→ Task goal
Locate "Annotate each instance of the overcast" in the listing below, then output the line holding it and every line after it, exactly and with nothing else.

Begin Data lines

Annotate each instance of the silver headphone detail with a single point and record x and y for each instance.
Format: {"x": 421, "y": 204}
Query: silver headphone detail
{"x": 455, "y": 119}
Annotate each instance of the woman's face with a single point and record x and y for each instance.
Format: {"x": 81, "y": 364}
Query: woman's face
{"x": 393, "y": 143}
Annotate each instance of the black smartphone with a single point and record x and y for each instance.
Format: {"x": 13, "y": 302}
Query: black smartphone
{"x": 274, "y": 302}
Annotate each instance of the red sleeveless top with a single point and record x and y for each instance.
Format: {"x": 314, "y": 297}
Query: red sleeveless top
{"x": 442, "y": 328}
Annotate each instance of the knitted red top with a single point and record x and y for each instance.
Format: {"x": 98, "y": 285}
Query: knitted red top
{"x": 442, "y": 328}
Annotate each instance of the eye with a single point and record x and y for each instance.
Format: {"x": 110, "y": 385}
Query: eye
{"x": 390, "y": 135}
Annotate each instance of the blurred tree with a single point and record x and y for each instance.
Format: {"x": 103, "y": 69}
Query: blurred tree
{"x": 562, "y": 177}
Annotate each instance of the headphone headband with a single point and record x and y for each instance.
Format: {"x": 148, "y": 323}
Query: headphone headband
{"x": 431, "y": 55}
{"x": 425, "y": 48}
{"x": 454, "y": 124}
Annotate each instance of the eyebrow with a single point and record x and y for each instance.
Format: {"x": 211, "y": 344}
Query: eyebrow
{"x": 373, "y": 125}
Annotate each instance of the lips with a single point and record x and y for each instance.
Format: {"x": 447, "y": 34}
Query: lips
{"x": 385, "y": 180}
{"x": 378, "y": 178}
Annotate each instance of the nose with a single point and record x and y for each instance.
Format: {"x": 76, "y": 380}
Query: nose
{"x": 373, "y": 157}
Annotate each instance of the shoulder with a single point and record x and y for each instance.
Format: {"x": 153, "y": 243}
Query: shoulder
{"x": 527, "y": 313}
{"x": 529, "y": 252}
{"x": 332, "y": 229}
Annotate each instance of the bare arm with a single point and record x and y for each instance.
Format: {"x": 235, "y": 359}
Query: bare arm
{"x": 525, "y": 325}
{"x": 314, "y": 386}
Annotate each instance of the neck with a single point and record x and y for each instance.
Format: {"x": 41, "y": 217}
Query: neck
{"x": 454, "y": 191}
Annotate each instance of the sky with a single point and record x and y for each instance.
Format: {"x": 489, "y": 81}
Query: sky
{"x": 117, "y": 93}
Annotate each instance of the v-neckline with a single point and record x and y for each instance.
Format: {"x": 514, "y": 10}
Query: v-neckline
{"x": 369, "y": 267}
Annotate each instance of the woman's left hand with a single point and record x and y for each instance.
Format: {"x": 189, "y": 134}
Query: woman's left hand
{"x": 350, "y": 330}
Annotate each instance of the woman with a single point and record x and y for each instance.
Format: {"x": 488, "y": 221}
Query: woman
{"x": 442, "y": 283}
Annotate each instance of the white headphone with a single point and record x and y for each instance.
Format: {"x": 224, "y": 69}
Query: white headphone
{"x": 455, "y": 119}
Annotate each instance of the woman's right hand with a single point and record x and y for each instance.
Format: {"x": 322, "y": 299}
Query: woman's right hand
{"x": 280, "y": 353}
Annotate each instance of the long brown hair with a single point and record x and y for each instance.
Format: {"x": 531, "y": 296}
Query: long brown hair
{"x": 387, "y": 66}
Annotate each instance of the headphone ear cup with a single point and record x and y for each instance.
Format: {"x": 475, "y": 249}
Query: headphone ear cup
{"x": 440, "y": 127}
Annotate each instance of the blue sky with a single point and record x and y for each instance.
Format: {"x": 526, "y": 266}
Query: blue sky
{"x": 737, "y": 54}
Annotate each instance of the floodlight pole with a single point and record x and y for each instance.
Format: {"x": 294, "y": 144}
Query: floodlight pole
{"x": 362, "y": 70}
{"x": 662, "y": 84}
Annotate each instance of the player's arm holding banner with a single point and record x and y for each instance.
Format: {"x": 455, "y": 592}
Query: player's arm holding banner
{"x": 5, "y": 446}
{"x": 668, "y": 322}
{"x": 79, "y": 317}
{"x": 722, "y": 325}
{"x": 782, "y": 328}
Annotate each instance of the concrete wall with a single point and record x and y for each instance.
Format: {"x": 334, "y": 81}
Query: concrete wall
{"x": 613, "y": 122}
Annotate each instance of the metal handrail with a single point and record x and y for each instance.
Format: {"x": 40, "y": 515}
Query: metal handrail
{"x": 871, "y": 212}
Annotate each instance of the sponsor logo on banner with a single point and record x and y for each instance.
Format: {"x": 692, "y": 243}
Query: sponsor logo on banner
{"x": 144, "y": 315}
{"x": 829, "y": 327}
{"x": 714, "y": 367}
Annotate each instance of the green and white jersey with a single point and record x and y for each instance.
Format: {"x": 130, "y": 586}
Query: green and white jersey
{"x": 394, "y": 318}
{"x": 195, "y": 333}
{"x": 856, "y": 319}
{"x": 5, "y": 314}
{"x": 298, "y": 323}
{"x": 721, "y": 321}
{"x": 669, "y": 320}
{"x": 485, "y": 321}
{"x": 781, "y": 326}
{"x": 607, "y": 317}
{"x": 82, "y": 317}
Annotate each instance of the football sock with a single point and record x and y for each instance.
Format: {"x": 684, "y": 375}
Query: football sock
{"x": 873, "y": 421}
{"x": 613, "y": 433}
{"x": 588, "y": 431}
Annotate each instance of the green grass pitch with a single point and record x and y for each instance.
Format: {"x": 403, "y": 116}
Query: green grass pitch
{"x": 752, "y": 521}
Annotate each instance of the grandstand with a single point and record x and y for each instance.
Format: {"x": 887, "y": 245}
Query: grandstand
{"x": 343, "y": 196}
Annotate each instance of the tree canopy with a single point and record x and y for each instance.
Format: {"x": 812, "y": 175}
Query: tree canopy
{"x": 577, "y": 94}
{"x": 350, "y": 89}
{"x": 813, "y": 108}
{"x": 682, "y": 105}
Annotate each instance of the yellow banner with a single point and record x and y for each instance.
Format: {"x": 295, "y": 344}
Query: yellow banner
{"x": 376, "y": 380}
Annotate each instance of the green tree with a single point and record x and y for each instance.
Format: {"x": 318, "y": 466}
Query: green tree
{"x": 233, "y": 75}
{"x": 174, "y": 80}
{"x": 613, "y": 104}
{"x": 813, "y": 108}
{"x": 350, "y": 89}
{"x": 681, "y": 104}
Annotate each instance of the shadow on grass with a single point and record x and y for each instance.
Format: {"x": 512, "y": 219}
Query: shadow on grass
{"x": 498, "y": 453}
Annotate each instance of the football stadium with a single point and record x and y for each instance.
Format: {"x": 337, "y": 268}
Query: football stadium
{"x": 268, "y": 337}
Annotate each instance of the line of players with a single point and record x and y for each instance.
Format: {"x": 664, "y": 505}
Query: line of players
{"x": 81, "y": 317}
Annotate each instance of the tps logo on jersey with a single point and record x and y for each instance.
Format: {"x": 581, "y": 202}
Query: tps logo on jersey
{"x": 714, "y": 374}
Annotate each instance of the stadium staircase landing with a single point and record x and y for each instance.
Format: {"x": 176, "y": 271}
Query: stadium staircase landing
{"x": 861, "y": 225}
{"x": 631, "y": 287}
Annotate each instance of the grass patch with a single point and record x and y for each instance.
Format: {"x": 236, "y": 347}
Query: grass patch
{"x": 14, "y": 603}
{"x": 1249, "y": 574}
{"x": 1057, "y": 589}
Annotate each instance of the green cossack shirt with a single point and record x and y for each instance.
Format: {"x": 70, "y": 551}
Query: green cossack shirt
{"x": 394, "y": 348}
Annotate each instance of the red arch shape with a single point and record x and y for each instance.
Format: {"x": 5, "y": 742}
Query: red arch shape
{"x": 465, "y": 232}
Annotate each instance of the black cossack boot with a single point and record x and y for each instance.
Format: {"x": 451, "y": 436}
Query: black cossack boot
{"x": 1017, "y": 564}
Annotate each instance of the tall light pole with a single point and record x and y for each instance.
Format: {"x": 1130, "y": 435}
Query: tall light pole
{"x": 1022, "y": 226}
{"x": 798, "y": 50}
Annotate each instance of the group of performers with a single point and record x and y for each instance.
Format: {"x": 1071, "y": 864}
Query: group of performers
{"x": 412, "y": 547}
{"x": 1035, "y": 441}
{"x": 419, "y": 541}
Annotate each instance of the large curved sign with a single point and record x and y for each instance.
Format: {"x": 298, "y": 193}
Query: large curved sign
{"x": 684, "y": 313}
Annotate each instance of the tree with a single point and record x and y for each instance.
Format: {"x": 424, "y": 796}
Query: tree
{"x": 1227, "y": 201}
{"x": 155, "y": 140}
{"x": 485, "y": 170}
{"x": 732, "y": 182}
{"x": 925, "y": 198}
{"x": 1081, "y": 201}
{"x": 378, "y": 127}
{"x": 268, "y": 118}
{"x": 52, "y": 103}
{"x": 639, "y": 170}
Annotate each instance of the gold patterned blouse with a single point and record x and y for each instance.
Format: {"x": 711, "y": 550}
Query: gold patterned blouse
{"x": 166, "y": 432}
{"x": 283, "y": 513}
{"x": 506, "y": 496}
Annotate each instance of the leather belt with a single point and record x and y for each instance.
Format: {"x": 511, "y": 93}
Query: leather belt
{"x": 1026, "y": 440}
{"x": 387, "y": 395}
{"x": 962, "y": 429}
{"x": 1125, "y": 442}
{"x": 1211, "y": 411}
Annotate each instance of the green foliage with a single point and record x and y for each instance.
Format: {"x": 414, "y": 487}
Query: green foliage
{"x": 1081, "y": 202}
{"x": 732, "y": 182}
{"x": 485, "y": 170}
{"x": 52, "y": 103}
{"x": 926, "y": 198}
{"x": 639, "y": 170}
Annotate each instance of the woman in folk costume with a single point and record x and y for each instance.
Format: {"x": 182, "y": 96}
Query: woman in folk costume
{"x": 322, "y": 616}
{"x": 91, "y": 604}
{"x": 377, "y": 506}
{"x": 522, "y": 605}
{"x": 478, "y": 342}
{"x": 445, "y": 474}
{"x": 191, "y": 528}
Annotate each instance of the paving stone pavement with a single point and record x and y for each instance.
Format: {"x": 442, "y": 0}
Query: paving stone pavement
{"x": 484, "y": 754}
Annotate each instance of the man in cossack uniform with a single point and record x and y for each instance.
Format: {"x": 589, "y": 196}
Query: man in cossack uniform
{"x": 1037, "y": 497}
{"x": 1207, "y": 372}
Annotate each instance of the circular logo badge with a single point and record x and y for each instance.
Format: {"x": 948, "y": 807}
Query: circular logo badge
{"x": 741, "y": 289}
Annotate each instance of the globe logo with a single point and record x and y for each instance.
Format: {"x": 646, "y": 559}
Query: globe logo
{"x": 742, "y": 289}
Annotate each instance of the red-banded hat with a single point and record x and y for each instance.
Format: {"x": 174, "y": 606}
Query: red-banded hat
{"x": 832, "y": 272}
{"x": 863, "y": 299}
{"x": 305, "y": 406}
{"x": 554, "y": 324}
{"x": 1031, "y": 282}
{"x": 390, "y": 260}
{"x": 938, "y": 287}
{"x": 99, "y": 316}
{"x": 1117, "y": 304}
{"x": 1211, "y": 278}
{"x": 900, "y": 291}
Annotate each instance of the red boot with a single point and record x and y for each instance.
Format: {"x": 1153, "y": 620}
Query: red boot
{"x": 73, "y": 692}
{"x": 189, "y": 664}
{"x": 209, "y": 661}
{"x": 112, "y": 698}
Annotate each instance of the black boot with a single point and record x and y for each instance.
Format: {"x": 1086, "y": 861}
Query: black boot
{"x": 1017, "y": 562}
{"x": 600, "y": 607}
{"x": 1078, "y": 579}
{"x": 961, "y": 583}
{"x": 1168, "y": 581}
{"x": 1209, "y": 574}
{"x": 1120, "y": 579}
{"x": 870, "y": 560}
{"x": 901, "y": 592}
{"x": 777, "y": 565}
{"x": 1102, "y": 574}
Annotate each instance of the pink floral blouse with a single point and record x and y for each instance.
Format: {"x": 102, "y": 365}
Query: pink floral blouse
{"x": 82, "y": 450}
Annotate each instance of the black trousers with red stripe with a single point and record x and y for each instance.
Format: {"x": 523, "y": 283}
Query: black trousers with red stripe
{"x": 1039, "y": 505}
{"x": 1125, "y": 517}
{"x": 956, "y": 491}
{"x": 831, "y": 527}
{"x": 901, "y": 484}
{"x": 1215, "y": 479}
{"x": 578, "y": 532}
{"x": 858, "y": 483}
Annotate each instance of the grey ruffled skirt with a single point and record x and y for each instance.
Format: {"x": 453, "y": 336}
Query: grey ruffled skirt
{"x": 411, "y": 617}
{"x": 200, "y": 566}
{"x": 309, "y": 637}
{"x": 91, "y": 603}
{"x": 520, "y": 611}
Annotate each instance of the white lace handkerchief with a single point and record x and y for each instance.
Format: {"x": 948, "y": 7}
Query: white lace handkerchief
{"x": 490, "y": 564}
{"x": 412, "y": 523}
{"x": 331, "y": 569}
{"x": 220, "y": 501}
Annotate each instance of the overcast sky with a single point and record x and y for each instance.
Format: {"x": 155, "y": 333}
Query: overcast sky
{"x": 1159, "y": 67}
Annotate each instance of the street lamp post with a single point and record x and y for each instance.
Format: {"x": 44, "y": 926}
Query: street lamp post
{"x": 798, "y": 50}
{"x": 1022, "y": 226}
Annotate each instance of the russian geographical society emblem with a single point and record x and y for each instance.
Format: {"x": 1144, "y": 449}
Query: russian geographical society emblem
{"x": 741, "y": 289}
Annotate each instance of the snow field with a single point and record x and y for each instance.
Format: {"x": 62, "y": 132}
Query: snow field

End Data lines

→ Exercise result
Annotate each instance of the overcast sky with a single point and record x and y for each instance.
Format: {"x": 155, "y": 333}
Query: overcast sky
{"x": 1159, "y": 67}
Annotate each instance of the street lamp post with a single point and record x and y for each instance.
Format: {"x": 44, "y": 926}
Query: street lamp post
{"x": 798, "y": 50}
{"x": 1022, "y": 226}
Annotate each instance of the russian geographical society emblem with a single point and record x and y for each instance.
Format: {"x": 1144, "y": 449}
Query: russian geographical society emblem
{"x": 741, "y": 289}
Annotate each instance of the snow field with a single point and record x and y for each instance.
Format: {"x": 62, "y": 132}
Query: snow field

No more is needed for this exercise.